*DATASET RECORDS:*
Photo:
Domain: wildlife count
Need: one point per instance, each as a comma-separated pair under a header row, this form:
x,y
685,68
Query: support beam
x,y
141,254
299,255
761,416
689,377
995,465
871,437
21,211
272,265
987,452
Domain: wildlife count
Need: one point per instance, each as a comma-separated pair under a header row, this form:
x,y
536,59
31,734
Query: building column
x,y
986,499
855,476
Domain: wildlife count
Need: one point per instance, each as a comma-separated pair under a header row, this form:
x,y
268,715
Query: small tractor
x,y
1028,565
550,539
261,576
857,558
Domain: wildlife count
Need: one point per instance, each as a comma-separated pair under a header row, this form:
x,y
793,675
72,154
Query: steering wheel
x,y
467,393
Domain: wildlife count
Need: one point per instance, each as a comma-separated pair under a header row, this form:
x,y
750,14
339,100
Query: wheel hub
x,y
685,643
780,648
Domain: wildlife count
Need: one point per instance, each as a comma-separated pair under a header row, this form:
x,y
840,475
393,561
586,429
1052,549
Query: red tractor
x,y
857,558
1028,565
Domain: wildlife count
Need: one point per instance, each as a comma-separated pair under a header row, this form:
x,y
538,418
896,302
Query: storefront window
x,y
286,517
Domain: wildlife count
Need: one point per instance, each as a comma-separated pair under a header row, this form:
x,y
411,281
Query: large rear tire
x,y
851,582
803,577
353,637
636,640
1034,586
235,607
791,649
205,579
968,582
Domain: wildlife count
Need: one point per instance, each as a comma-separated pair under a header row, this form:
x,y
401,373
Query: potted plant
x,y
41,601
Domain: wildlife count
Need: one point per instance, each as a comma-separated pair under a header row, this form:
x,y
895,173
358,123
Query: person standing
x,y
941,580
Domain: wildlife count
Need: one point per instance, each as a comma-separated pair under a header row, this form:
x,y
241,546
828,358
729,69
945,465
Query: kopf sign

*HOW TO COMPLETE THIS TASK:*
The data above needs to be repeated exactly, line for line.

*WRITTEN ANSWER:*
Photo:
Domain: wildlife count
Need: one point per instance, each as a comma-separated pair under a header row, this form:
x,y
685,68
Query: support beam
x,y
141,254
299,255
761,416
689,377
995,465
871,437
21,211
272,265
987,452
Domain: wildlife count
Need: one point per instance, each as a comma-separated pair under a header row, this form:
x,y
536,59
31,734
Query: building column
x,y
986,499
855,476
Domain: wildlife count
Need: one point per instance, each as a comma-separated pair under a header row, this form:
x,y
268,715
Query: small tractor
x,y
1028,565
550,539
261,576
857,558
Domain: wildlife count
Need: one point per instance, each as a comma-separated pair under a header row, this form:
x,y
793,675
72,154
Query: steering wheel
x,y
467,393
Domain: wildlife count
Need: one point per instance, each as a comma-separated pair under a header row, this form:
x,y
750,14
339,100
Query: wheel hub
x,y
685,643
780,648
Domain: wildlife count
Need: one point per instance, each as a comma-separated pair under a header row, this form:
x,y
840,475
393,561
586,429
1052,549
Query: red tractor
x,y
857,558
1028,565
Domain: wildlife count
Need: one point per instance, each as a comma-separated pair under a header row, this form:
x,y
538,418
896,302
Query: storefront window
x,y
286,517
Domain: wildlife count
Need: one point per instance, each as a comma-separated pair under a header row, this form:
x,y
411,281
Query: large rear tire
x,y
851,582
803,577
353,637
636,640
1034,586
235,607
791,649
205,579
968,582
Domain: wildlife count
Need: one point per instance, each as a comma-separated pair under a header row, this form:
x,y
401,373
Query: potted plant
x,y
41,601
Domain: wildlife count
Need: one point per instance, each as a comma-separated pair under a header row, this form:
x,y
895,173
358,123
Query: person standing
x,y
941,580
Domain: wildlife count
Need: one point per instance, each as a comma-separated pair under a header row, this form:
x,y
241,546
828,358
729,69
945,465
Query: kopf sign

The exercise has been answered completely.